# START OF MATERIAL

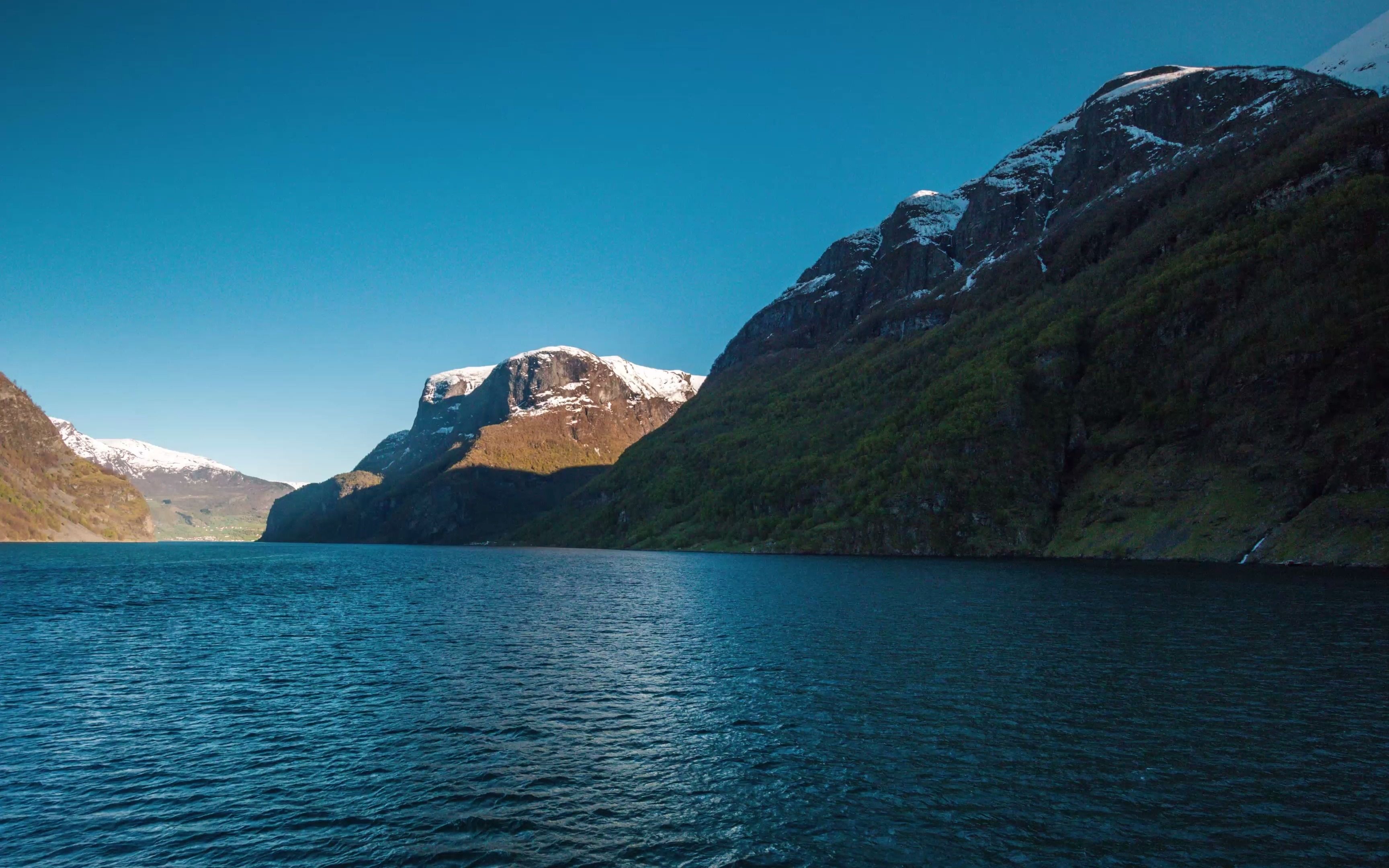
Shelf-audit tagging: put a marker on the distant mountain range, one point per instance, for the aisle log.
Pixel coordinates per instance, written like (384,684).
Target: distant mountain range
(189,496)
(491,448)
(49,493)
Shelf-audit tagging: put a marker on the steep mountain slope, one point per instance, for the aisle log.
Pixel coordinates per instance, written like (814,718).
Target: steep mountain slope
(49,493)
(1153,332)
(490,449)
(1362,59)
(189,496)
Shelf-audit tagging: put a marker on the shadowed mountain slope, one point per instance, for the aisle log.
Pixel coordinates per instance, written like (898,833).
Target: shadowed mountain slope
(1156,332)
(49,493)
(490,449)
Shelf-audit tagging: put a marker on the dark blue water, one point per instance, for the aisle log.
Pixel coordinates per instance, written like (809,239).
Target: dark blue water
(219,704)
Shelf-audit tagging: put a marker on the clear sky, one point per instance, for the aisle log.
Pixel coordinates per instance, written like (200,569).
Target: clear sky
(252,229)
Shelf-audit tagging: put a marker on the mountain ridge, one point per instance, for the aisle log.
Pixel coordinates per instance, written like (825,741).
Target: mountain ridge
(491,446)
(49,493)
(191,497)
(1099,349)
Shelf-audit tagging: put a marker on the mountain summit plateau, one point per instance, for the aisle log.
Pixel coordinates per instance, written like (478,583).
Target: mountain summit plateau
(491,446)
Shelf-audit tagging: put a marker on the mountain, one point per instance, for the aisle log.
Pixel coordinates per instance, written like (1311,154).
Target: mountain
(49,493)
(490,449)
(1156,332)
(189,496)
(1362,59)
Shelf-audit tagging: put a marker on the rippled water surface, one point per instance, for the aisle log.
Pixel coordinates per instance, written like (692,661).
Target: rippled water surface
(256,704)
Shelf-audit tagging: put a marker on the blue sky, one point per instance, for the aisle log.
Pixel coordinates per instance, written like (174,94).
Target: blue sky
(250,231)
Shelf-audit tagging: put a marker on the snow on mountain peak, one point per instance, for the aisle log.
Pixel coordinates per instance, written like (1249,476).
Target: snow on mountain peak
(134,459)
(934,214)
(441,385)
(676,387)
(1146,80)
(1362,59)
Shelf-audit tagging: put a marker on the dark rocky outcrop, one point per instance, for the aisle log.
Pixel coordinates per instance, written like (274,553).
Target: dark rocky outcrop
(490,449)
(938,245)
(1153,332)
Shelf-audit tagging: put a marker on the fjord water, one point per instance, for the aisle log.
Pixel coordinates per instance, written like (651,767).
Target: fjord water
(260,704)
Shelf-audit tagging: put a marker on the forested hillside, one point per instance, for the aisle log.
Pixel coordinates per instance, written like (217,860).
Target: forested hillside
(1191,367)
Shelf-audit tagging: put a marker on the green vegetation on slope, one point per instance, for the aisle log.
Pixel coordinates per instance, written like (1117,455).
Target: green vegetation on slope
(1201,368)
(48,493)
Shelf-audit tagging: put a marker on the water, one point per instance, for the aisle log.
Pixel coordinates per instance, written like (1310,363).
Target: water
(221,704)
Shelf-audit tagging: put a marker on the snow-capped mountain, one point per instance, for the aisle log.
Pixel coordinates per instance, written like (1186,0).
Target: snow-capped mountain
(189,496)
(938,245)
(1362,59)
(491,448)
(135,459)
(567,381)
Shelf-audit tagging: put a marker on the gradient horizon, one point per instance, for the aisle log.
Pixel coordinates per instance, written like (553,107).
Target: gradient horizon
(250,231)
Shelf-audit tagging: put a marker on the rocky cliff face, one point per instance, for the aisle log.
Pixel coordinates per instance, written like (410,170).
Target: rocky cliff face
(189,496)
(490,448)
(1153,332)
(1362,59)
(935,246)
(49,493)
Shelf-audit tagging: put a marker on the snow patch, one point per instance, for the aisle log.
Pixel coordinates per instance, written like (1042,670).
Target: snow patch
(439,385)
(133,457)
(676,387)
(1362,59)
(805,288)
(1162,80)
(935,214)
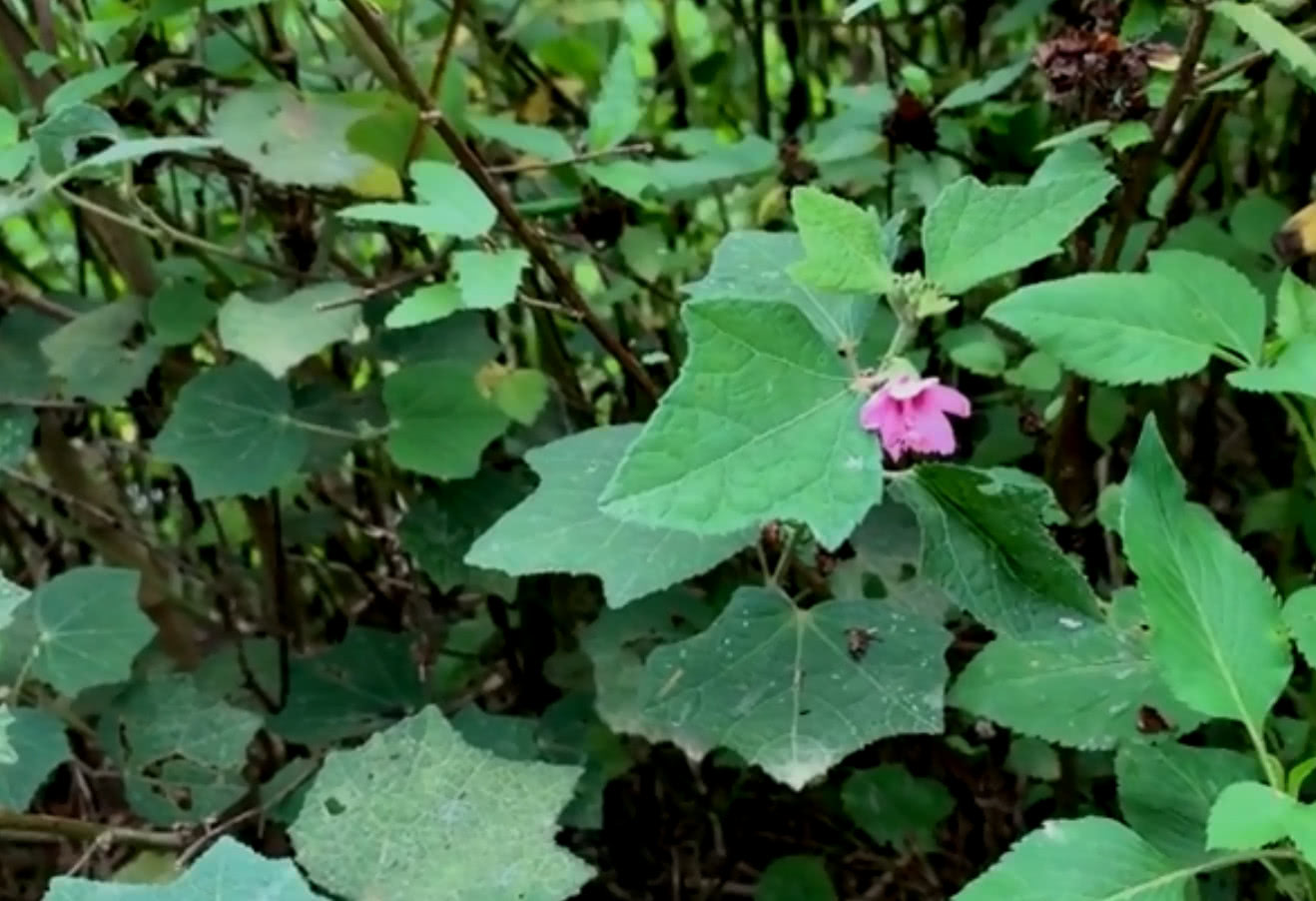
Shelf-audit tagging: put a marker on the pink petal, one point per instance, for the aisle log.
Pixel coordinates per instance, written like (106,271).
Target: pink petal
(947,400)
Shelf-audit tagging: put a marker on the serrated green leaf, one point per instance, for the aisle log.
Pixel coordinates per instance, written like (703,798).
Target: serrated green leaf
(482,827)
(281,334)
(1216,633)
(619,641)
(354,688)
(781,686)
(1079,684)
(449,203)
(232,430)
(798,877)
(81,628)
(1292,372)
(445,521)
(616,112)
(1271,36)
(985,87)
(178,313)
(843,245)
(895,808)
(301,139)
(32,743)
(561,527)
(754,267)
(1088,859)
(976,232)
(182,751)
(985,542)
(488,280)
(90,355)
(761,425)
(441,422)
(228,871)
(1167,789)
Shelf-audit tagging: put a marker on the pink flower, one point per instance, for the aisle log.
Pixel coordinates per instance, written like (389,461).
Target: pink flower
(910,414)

# END OF MATERIAL

▶ WORK INSTRUCTIONS: Nothing but the pictures may be dropped; output the records above exactly.

▶ EXPECTED ANSWER:
Shelf-audit tagging: put a marker on the distant mountain range, one point per instance, for the aisle log.
Pixel coordinates per instance, written like (384,684).
Target: distant mountain range
(189,496)
(491,448)
(49,493)
Shelf-audit tagging: put a marker on the steep mountain slope, one point per instance, for the aisle log.
Pixel coordinates per instance, written like (814,718).
Target: steep mountain slope
(49,493)
(1153,332)
(490,449)
(1362,59)
(189,496)
Shelf-audit tagging: put a marker on the shadowed mountain slope, one point per instance, for the aisle log.
Pixel coordinates per instance, written like (898,833).
Target: shadowed mountain slope
(1156,332)
(49,493)
(490,449)
Shelf-audit tagging: put a marker on the dark blue water, one point per instance, for the aisle log.
Pixel coordinates per instance, written like (809,239).
Target: dark blue water
(219,704)
Shelf-audit tagging: put a marker on the clear sky, one point per instance, for the aisle log.
Pixel coordinates per instance, written like (200,569).
Target: clear sky
(252,229)
Shelf-audit tagging: put a marker on the mountain ridge, one point per instance, for the aisle log.
Pixel coordinates per instance, written like (825,741).
Target: mountain ridge
(491,446)
(49,493)
(191,497)
(1099,349)
Shelf-audit tagging: put a marker on the mountain summit plateau, one point per instance, for the aisle log.
Pixel coordinates per instance, written like (478,583).
Target: mountain summit plateau
(491,446)
Shelf-audit tagging: put a marker on the mountain, one point per instance, for the aisle log.
Pixel coordinates per instance, written like (1311,154).
Target: mountain
(49,493)
(490,449)
(1156,332)
(189,496)
(1362,59)
Shelf-audit tagging: put a marker on the rippled water surface, one point per instance, for the aisle log.
Pixel coordinates per instance, written like (692,661).
Target: rippled water surface
(256,704)
Shelf-audit tagging: put a marker on the blue sky, one point per instance, for the aisle log.
Pixel coordinates per instance, written like (174,94).
Target: blue sky
(250,231)
Shelf-audit tagging: put a marker on the snow on mountain peak, one point per instance, for the aisle log.
Pixel coordinates per instance, written like (1249,476).
Target: snow on mountain peak
(134,459)
(934,214)
(441,385)
(676,387)
(1146,80)
(1362,59)
Shelf-audit tagging: put a marker on the dark rocky outcrop, one point per instance, for the aisle log.
Pixel coordinates per instance, written like (274,553).
Target: dark rocky outcrop
(490,449)
(938,245)
(1153,332)
Shelf-audit tagging: put a marker on the fjord water, one point per instance, for the aisle log.
Pixel coordinates per instance, written like (651,767).
Target: fjord water
(260,704)
Shelf-audit tagging: put a marker on the forested hillside, one point per instance, for the aisle log.
Pixel coordinates per instance, written like (217,860).
Target: forested hillside
(1191,367)
Shelf-audit tagging: put a marker on the green vegetation on slope, one point per instance, for the aisle log.
Pixel coordinates per instance, written like (1117,455).
Target: green vegetation on slope
(1201,368)
(48,493)
Shelf-audit tagging: put a marker on the water, one point per instance, for the aisle log.
Pixel coordinates per instance, written like (1310,363).
Target: water
(221,704)
Shelf-audit tagging: put a marker on the snow-capped mountain, one point per instance, for the aisle log.
Pixel coordinates per instance, written like (1186,0).
Target: snow-capped mountain
(189,496)
(938,245)
(1362,59)
(491,448)
(135,459)
(567,381)
Shelf-audit tagging: put a marker on the gradient horizon, one point per instance, for the aisle log.
Pixel coordinates per instance, written like (553,107).
Target: gradient horizon
(250,231)
Shelf-audit tagging: put a marker on the rocky cliff face, one point per instance, for the aisle log.
Pixel coordinates per instance, written like (410,170).
Target: rocky cliff face
(189,496)
(490,448)
(1153,332)
(1362,59)
(935,246)
(49,493)
Shelf-audit tagging: put a marker on the snow patch, one point per instance, for the aisle log.
Pixel coordinates per instance, written like (1042,670).
Target: snow patch
(439,385)
(133,457)
(676,387)
(1362,59)
(805,288)
(1162,80)
(935,214)
Shelf-audit tagging: put a marker on the pink petal, one point per instance, for the aisle log.
Pixel coordinates per instance, written like (106,271).
Target: pink petal
(947,400)
Shelf-audit tagging: put a marker on the serrated green leaf, one point per instance, for the aisle log.
Pixel coordinates per instance, written like (703,798).
Target: serrated green leaf
(482,827)
(281,334)
(1216,633)
(619,641)
(354,688)
(781,686)
(1079,684)
(449,203)
(232,430)
(798,877)
(81,628)
(1292,372)
(445,521)
(616,112)
(1271,36)
(985,87)
(178,313)
(843,245)
(895,808)
(301,139)
(32,743)
(561,527)
(754,267)
(1088,859)
(976,232)
(182,751)
(985,542)
(488,280)
(90,355)
(761,425)
(441,422)
(228,871)
(1167,789)
Shelf-audit tagging: put a marker on the pink flower, one point per instance, for the aisle log.
Pixel coordinates per instance, written like (389,461).
Target: pink flower
(910,414)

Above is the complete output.